Recensie
De jaren 60; ik bestond nog niet, maar uit alle verhalen blijkt dat het een roerige periode was. Heilige huisjes gingen omver, waaronder de kerk, het heiligste huisje van allemaal. Nederland raakte van God los. In de gelijknamige tentoonstelling laat Museum Catharijnconvent zien hoe het religie verging in dit decennium.
Tekst en foto’s: Evert-Jan Pol
In de eerste helft van de vorige eeuw was de kerk nog alom aanwezig in het leven van veel mensen. Het christelijke geloof werd doorgegeven in het gezin, op school en in de kerk. De samenleving was sterk verzuild: kinderen gingen naar een eigen katholieke of protestantse school en gelovigen stemden meestal op een christelijke politieke partij.

*-*-*

* _Opdrachten_
(A) Welk museum laat volgens de recensie over religie in de jaren 60 zien hoe het religie verging in dat decennium?
(B) Noem alle plaatsen waar het christelijke geloof volgens de recensie over religie in de jaren 60 werd doorgegeven.
(C) Pak de recensie over religie in de jaren 60 op na de laatste zin en schrijf hem verder.

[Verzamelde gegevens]
*-*-*

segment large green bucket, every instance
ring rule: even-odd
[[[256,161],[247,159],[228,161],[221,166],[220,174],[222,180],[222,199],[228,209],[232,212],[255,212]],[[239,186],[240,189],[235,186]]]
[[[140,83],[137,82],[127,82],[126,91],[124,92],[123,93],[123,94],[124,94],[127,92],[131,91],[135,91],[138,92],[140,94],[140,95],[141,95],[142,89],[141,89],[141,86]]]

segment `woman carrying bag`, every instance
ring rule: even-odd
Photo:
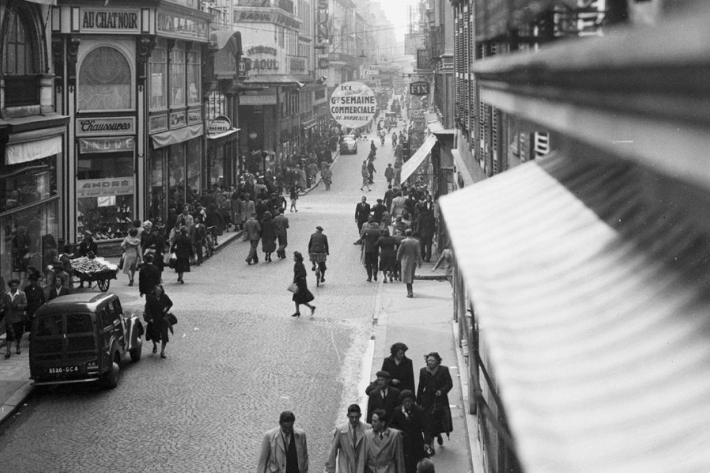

*-*-*

* _Antwoorden per opdracht_
(A) Museum Catharijnconvent.

(B) Het gezin, de school en de kerk.

(C)
In de jaren 60 veranderde dat. Dit kwam mede door de opkomst van de televisie. In 1964 had de helft van de Nederlandse huishoudens een tv en in 1968 was dit al tachtig procent. De wereld kwam daardoor de huiskamer binnen. De nieuwe geluiden die de Nederlanders via de beeldbuis bereikten, zorgden voor een andere kijk op religie. Meer dan voorheen werd geloven (of niet geloven) een individuele keuze.
(Tekst gaat verder onder de foto’s)
Ook de rol van religie in het gezinsleven veranderde. In de jaren 50 was het nog gebruikelijk dat vrouwen hun baan opgaven wanneer ze trouwden (ze werden meestal zelfs ontslagen) en zeker wanneer ze kinderen kregen. Kinderen werden gezien als een zegen van God en christelijke gezinnen waren daarom vaak groot. Toen God in de jaren 60 verdween uit huis, verdween ook die opvatting. De introductie van de anticonceptiepil in 1962 droeg daaraan bij. Ook homoseksualiteit werd voorzichtig bespreekbaar.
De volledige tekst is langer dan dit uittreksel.